- **The task**:
Print the stretch of the Spiritualism text below from "Spiritualist phenomena was" through "for all time.", word for word.

- **Document text**:
>> START

Though "it is evident that there is connected with Spiritualism an agency that is able to manifest power and strength beyond anything that human beings, unaided, are able to exert" and, that "the same agency possesses intelligence beyond the power of human minds", (11) that agency, of necessity could not be Spirit, because the human soul is not immortal and could not, therefore, become a spirit after the death of the physical body in which it had resided. The soul was not immortal because, if it had been, the Bible would have said so, and since the bible was the very word of God, the fact it wasn't stated in the Bible could only confirm that it wasn't true.
Smith, and the many others who derided Spiritualism in the first 50 or so years of the Movement, concluded, based on their understanding of the Bible, that what the Spiritualists believed were Spirits of those who had survived death, were in reality, fallen angels, evil spirits, who as agents of the devil, were sent to the world to destroy humankind's faithfulness to God.
Spiritualist phenomena was real, but it was the work of the devil!
That the Spiritualist philosophy, so often accompanying the phenomena, spoke of love, and respect for our fellow man, and the 'Great Spirit' from whom all things become manifest', was in the minds of men such as Uriah Smith a blasphemy; a travesty wherein the devil wrapped himself in the words of God, in order to delude man and entrap their souls in hell for all time.
Despite such opposition the Spiritualist Movement held firm and many thousands more explored the movement's beliefs and phenomena, with each passing year.
The Paradox of Spiritualism: a Religion or a Philosophy?
From the very beginning, there existed the seeds for a schism within the Spiritualist Movement. The phenomena based nature of the early Spiritualist meetings lead many who were disillusioned with established religions to see in Spiritualism a new philosophy free from the doctrines and dogma of the past. The message inherent in the phenomena was than man was a much greater being than previously understood. This new understanding, should not, indeed could not be contained within a religious context.
For others, the phenomena associated with Spiritualism, confirmed their religious beliefs, and so Spiritualism was often heralded as a new revelation of religious doctrine. Spiritualism was "the religion that superseded all other religions".
The Western world in the nineteen century was a great age of independent spiritual teachers, though most remained at least nominally Christian.
"Churches were in the decline. Atheists and materialists attacked them from without. The abuse of clerical privilege and collusion between Church and State exposed them to the criticism of liberals and radicals. Internal squabbles about doctrine and battles between reformers and reactionaries weakened them within. The antiquity, hierarchy and secular power which had for so long been the sources of their authority were now the cause of internal revolt and public disaffection. Putting it simply, the churches seemed to have lost their way and this was reflected in their spiritual lethargy. Even the major independent denominations had rebels within their ranks". (12)

>> END

- **Data shown**:
>> START

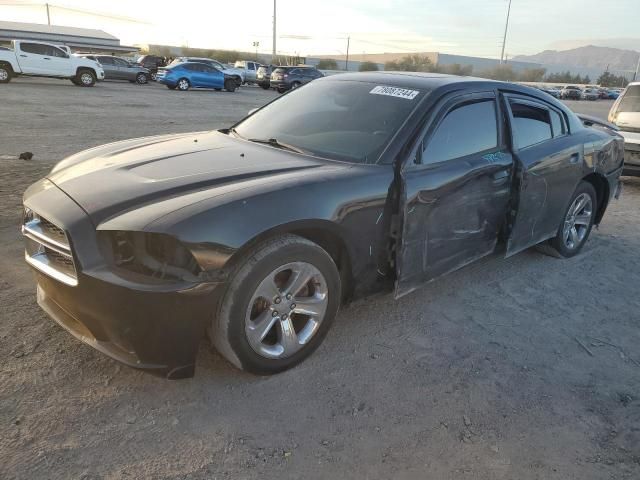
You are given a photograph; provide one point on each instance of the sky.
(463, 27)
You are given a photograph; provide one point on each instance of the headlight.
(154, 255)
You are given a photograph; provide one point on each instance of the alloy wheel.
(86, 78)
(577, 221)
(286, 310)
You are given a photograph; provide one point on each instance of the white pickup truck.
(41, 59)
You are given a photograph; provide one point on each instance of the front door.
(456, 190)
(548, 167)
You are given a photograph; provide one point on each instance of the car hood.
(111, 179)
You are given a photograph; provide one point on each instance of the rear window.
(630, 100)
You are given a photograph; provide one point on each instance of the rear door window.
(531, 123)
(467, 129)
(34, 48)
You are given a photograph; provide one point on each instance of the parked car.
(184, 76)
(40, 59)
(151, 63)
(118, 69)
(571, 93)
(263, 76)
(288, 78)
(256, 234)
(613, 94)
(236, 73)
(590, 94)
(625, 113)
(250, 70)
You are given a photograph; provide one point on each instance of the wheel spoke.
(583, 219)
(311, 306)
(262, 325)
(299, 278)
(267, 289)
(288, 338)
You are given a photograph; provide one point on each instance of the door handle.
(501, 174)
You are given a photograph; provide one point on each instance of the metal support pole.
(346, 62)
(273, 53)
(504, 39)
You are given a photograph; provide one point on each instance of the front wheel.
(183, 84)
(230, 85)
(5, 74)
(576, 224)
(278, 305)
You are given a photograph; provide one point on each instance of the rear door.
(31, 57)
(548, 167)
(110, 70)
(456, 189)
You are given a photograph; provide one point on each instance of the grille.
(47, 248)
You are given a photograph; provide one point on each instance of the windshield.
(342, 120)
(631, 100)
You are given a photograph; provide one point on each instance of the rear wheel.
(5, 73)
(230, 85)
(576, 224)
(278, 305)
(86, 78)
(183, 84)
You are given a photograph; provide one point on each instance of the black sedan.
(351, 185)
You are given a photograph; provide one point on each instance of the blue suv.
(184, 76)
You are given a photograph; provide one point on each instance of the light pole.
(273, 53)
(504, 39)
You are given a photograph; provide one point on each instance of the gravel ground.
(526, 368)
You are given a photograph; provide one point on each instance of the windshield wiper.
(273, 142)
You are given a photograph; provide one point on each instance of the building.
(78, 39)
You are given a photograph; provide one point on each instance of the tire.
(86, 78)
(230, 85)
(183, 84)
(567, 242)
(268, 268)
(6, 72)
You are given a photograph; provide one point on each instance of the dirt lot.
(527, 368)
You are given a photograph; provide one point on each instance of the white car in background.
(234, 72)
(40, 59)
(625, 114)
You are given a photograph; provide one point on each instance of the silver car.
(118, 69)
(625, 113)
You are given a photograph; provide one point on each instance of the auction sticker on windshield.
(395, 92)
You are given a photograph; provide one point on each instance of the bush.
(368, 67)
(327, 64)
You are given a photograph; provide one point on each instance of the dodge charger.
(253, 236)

>> END

- **Exercise response**:
Spiritualist phenomena was real, but it was the work of the devil!
That the Spiritualist philosophy, so often accompanying the phenomena, spoke of love, and respect for our fellow man, and the 'Great Spirit' from whom all things become manifest', was in the minds of men such as Uriah Smith a blasphemy; a travesty wherein the devil wrapped himself in the words of God, in order to delude man and entrap their souls in hell for all time.